The core Rust library for PDF text extraction. This crate provides the parsing, layout analysis, font encoding recovery, and text extraction primitives used by the CLI (pdftract-cli) and Python bindings (pdftract-py).

Cargo.lock Policy

This workspace checks in Cargo.lock at the repository root. This is unconventional for library crates—the Cargo Book historically suggested that only binary crates should check in lockfiles, allowing library consumers to resolve their own dependency versions.

pdftract departs from this convention for release reproducibility:

SLSA Level 3 provenance requires that every milestone tag produces byte-identical artifacts across builds. Without a checked-in lockfile, two runs of cargo build on the same commit can resolve different transitive dependency versions, producing different binary hashes.
Multi-output artifacts—this workspace produces Rust crates (pdftract-core, pdftract-cli), Python wheels (pdftract-py), and Docker images. All must be built from the same dependency tree.
Supply-chain security—the lockfile pins checksums for all transitive dependencies, enabling cargo audit to detect yanked or compromised crates.
Downstream consumers can still ignore the lockfile if needed. Cargo allows cargo build --frozen with a local lockfile override, or consumers can vendor the crate with their own dependency resolution.

The tradeoff—occasional merge conflicts when PRs update overlapping dependencies—is worth the guarantee of reproducible releases. See CONTRIBUTING.md for the lockfile-update workflow.

Modules

parser: PDF spec parsing (xref, trailer, object streams, indirect references)
font: Font encoding recovery, glyph name lookup, fingerprinting
layout: Page layout analysis, region segmentation, reading order
extract: Text extraction with provenance (bounding boxes, confidence scores)
ocr: Tesseract integration for raster pages

Testing

SDK Conformance Tests

The conformance integration test validates that pdftract-core's public API satisfies the SDK contract shared across all language implementations. The test rig runs shared conformance cases from tests/sdk-conformance/cases.json and verifies correct behavior for all 9 SDK contract methods.

▶ _Information supplied_

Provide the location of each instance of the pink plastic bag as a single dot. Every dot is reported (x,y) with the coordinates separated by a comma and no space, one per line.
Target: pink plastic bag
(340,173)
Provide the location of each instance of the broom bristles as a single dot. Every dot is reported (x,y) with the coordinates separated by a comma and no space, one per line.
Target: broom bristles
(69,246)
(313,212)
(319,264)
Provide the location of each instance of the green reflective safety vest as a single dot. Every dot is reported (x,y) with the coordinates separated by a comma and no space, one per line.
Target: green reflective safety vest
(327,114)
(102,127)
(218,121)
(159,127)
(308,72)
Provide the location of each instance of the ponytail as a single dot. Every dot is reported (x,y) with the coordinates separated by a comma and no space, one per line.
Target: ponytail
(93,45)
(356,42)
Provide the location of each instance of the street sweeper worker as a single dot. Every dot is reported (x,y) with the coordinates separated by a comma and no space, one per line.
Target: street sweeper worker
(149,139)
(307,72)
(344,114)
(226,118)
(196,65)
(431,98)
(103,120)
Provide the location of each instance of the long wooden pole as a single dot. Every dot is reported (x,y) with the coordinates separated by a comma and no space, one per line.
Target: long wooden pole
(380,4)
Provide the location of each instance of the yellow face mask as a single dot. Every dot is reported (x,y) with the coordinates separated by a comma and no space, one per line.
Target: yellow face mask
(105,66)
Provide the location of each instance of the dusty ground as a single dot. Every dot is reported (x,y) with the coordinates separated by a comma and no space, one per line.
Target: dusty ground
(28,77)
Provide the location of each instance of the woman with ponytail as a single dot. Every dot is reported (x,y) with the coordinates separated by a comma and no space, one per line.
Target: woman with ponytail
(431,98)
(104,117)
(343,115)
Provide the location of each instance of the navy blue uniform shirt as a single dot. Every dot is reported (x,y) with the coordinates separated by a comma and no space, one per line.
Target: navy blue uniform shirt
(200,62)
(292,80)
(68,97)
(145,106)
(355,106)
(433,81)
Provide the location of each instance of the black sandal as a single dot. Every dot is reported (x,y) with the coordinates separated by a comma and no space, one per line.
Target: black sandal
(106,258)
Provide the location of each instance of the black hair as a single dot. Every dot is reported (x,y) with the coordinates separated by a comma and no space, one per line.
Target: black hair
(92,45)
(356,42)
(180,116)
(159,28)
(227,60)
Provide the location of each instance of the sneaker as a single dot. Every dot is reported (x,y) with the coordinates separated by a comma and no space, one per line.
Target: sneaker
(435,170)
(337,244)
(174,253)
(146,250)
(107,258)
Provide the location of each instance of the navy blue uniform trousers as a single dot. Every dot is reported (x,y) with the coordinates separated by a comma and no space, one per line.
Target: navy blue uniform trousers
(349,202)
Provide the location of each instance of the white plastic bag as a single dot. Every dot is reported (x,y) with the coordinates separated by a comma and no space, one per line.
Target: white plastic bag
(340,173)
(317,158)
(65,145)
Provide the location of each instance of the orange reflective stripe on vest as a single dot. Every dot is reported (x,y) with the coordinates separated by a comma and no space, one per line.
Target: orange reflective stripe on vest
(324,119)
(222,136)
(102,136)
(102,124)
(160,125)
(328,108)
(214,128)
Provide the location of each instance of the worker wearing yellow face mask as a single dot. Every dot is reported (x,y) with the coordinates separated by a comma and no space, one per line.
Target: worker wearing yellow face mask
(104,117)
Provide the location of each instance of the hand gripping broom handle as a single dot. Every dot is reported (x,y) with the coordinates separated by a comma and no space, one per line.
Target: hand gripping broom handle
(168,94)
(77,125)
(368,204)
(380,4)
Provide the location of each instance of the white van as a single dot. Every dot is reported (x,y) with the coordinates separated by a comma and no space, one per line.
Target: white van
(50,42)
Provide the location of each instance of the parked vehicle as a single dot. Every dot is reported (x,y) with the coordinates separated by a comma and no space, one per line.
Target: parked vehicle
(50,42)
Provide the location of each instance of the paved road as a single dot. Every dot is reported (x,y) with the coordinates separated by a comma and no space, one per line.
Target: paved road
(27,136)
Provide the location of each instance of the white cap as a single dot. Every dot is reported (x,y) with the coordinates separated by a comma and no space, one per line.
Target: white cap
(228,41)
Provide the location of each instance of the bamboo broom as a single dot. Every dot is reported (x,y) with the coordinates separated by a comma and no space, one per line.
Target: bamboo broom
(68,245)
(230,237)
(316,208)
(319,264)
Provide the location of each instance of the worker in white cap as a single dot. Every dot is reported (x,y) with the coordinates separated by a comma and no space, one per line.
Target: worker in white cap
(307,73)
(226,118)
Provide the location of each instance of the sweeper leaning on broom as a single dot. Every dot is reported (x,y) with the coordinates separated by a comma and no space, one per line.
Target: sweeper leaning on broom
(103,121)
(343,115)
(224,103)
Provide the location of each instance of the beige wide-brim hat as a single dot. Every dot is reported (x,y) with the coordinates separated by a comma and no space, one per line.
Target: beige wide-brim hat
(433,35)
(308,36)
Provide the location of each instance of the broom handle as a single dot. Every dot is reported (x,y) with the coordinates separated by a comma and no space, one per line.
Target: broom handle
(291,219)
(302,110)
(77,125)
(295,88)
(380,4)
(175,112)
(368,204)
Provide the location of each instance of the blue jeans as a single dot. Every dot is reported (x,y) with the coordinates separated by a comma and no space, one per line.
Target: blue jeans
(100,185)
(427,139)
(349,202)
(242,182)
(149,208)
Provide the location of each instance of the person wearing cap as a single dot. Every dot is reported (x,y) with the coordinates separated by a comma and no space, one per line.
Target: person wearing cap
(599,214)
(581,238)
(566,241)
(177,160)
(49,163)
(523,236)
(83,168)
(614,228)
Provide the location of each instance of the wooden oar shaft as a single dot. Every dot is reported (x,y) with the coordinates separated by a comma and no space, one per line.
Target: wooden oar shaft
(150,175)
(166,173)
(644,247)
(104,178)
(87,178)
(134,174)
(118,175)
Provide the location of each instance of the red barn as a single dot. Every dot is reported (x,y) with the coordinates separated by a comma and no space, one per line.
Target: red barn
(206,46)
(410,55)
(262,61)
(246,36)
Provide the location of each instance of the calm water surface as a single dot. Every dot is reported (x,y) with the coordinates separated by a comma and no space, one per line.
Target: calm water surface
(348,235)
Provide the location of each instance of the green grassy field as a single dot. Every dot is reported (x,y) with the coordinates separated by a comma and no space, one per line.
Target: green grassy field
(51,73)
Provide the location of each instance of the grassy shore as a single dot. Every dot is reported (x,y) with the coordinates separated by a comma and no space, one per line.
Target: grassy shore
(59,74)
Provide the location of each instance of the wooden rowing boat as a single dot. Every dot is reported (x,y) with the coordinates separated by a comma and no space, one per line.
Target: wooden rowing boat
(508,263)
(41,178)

▶ _Problem details_
Answer these from the text on the pdftract core library:
(a) Which module provides Tesseract integration for raster pages?
(b) From which file does the test rig run the shared conformance cases?
(c) What does the lockfile pin for all transitive dependencies?

▶ _Complete output_
(a) ocr
(b) tests/sdk-conformance/cases.json
(c) Checksums